*WORK ORDER:* Please continue the passage below about connected devices and cyber awareness in business, starting right after its last sentence.

*SELECTED PASSAGE:*
************

The Mirai Botnet attack at the end of 2016 cast light upon the way in which unassuming devices found in the home can be used as an entry point and launch pad for hackers to initiate a network attack on a huge scale. The Mirai Botnet attack relied on devices running out of date versions of Linux, highlighting the formidable edge that this sort of attack gains from carelessness.

Details like this are overlooked in business also; George Brasher, the Managing Director of the UK and Ireland at HP told CBR that printers are often overlooked as an important route into the network that needs to be secured. He explained that printers are end-point devices that are often numerous enough to launch a large scale assault on the network.

        READ MORE: HP boss: Have you left the door to your network wide open?

The reality of the situation is that an intricate web of connections has been made between devices and networks, the security factor of which the world is only just realising. Putting in perspective how far we have already gone down this road, David Emm said:

“There are not many parts of life now that are not connected, if you think about hospitals for example, and I’m not even talking about turning off a life support machine, you have patient records and all of the admin systems in the hospital.”

Now that we are living fully connected lives, cyber awareness and education are critical, particularly within businesses and organisations. This is also the case because there is no longer a hard shell of cyber protection forming a perimeter, so all hands are required on deck and everyone is responsible for their personal devices that enter important networks.

cyber awareness

Despite the crucial need for a cultural change in understanding and appreciation of the relevant threats, methods of raising cyber awareness and educating staff in a business setting is weak.

************

*STORED DATA:*
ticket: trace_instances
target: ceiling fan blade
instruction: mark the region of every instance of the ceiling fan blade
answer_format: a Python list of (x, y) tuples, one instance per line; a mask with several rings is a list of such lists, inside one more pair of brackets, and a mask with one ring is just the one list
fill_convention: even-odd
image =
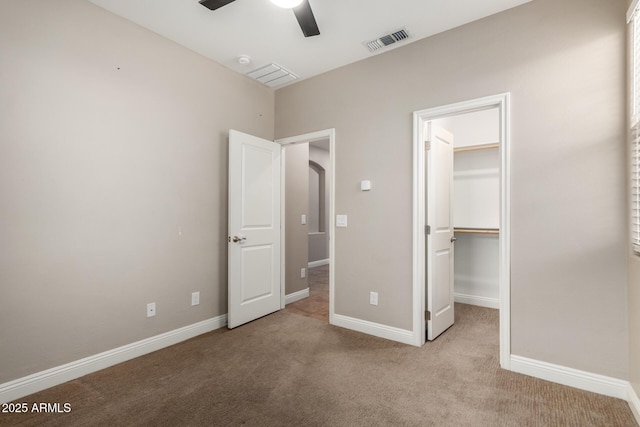
[(302, 29), (302, 33), (305, 37), (317, 36), (320, 34), (320, 29), (318, 28), (316, 18), (313, 16), (309, 0), (304, 0), (300, 6), (294, 7), (293, 13), (296, 15), (298, 24), (300, 24), (300, 28)]
[(236, 0), (200, 0), (200, 4), (208, 9), (216, 10), (234, 1)]

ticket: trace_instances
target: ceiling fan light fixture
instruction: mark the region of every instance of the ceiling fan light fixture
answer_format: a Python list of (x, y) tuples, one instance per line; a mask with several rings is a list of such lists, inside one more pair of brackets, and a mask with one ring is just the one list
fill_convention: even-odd
[(271, 0), (271, 3), (284, 9), (292, 9), (296, 6), (300, 6), (302, 0)]

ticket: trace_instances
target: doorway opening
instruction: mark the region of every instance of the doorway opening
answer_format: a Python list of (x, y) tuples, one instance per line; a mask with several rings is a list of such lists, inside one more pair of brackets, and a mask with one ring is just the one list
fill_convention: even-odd
[[(426, 180), (429, 177), (427, 170), (427, 151), (428, 147), (425, 146), (425, 142), (428, 139), (429, 125), (439, 124), (447, 125), (447, 121), (451, 123), (451, 120), (456, 117), (460, 118), (463, 115), (469, 115), (470, 113), (478, 113), (482, 111), (492, 110), (497, 116), (497, 141), (492, 141), (491, 148), (486, 148), (485, 154), (489, 153), (489, 150), (497, 150), (498, 153), (498, 167), (499, 176), (497, 177), (497, 195), (494, 193), (487, 193), (487, 197), (497, 197), (497, 209), (490, 212), (482, 212), (480, 215), (476, 215), (474, 222), (471, 226), (465, 226), (465, 231), (477, 232), (480, 229), (484, 229), (488, 233), (499, 234), (497, 242), (497, 295), (492, 294), (490, 296), (477, 295), (476, 303), (483, 301), (485, 306), (495, 307), (496, 305), (500, 309), (499, 323), (500, 323), (500, 365), (509, 369), (510, 365), (510, 307), (509, 307), (509, 271), (510, 271), (510, 259), (509, 259), (509, 94), (499, 94), (495, 96), (489, 96), (485, 98), (479, 98), (471, 101), (445, 105), (436, 108), (430, 108), (426, 110), (416, 111), (414, 113), (414, 210), (413, 210), (413, 332), (415, 345), (424, 345), (426, 341), (425, 331), (427, 330), (428, 322), (433, 316), (432, 313), (427, 312), (426, 298), (429, 293), (427, 287), (433, 286), (431, 279), (428, 280), (428, 268), (431, 266), (427, 262), (428, 253), (428, 237), (431, 232), (428, 226), (427, 220), (427, 184)], [(450, 126), (450, 125), (449, 125)], [(497, 146), (495, 146), (497, 144)], [(476, 144), (485, 145), (485, 144)], [(486, 159), (485, 159), (486, 160)], [(468, 183), (467, 183), (468, 184)], [(477, 183), (476, 183), (477, 184)], [(475, 191), (473, 191), (475, 193)], [(464, 192), (460, 193), (462, 196)], [(453, 195), (451, 195), (454, 197)], [(468, 202), (467, 200), (466, 202)], [(488, 204), (489, 205), (489, 204)], [(495, 208), (496, 206), (494, 206)], [(465, 214), (468, 214), (473, 207), (465, 206), (462, 204), (458, 207), (460, 210), (458, 216), (465, 218)], [(471, 216), (467, 215), (465, 220), (468, 220)], [(479, 219), (480, 218), (480, 219)], [(452, 228), (456, 227), (456, 224), (451, 224)], [(457, 233), (456, 233), (457, 234)], [(471, 234), (471, 233), (469, 233)], [(455, 236), (455, 234), (453, 235)], [(455, 241), (457, 237), (452, 236), (452, 241)], [(494, 236), (494, 237), (495, 237)], [(485, 236), (486, 237), (486, 236)], [(495, 245), (495, 241), (483, 241), (488, 246)], [(451, 289), (451, 292), (454, 292)], [(495, 292), (492, 290), (491, 292)], [(469, 294), (460, 292), (457, 299), (461, 302), (462, 299), (470, 297)], [(451, 295), (451, 301), (453, 301), (454, 295)], [(478, 304), (481, 305), (481, 304)], [(497, 308), (497, 307), (496, 307)], [(431, 314), (431, 316), (429, 316)]]
[(282, 308), (332, 323), (335, 131), (276, 142), (283, 146)]

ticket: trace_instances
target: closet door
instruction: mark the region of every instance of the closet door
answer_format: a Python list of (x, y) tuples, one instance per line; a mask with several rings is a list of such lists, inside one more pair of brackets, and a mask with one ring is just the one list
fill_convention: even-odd
[(427, 339), (453, 325), (453, 135), (429, 125), (427, 150)]

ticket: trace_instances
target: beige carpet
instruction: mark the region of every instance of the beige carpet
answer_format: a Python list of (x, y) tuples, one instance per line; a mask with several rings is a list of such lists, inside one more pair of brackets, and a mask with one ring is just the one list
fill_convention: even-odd
[(626, 402), (498, 368), (497, 311), (414, 348), (280, 311), (29, 396), (10, 426), (635, 426)]

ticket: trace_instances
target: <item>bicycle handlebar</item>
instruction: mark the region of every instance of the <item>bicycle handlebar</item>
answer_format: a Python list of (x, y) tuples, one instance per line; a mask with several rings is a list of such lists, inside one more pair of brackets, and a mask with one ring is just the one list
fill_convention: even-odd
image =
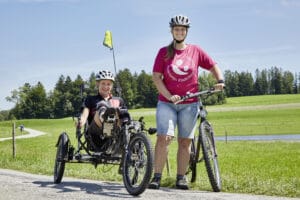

************

*REPLY:*
“We are not terribly imaginative I don’t think either, maybe in the first week during an induction they make you sign off on it, but you are not thinking about that in your first week, you are stressed you are anxious you want to know where the bathrooms are, whether you get a sandwich, who people are, you’re not thinking about security,” said Mr Emm on the importance a new employee would place on cyber security.

In addition to weak approaches to instilling cyber awareness, a recent report delivered a shocking realisation to the world that only 57% of UK businesses even have cybersecurity strategy implemented. This lack of planning and understanding is highly concerning amid a time of unparalleled cyber threats that no security provider can guarantee safety from.

David Emm said: “We need to be more imaginative, and that applies to the government and educating citizens as well. I have asked a few times in different forums, why don’t we see public information films on the TV? The answer to that really comes back as people are not necessarily consuming things via TV anymore, but they are still consuming content.

“Masses of people watch Eastenders or Hollyoaks, so how expensive can it be to get the media to run a campaign? We do it for drink driving.”